• _Task statement_: Return the data below line for line, without changing a word, and leave the picture out.
## START
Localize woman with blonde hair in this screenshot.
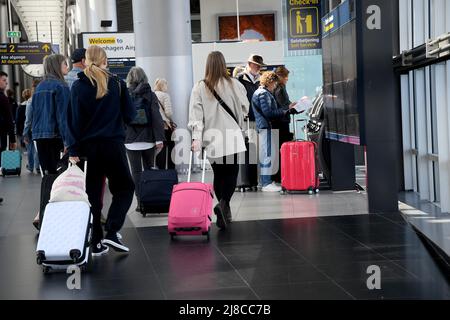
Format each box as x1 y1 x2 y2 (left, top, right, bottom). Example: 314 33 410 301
252 72 297 192
68 46 136 256
189 51 249 229
154 78 176 169
23 54 70 174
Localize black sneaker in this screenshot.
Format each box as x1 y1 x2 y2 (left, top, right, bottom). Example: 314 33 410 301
222 202 233 224
214 203 227 230
92 242 109 257
103 233 130 252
## END
• _Solution_:
Localize woman with blonde hair in this screenshot.
Format each box as x1 y1 x2 y2 (left, top, right, bottom). Example: 314 33 410 301
252 72 297 192
68 46 136 256
189 51 249 229
154 78 176 169
23 54 70 174
Localize black sneaker in this screenshot.
Format each box as x1 y1 x2 y2 (left, top, right, bottom). Example: 314 33 410 301
222 202 233 224
214 203 227 230
92 242 109 257
103 233 130 252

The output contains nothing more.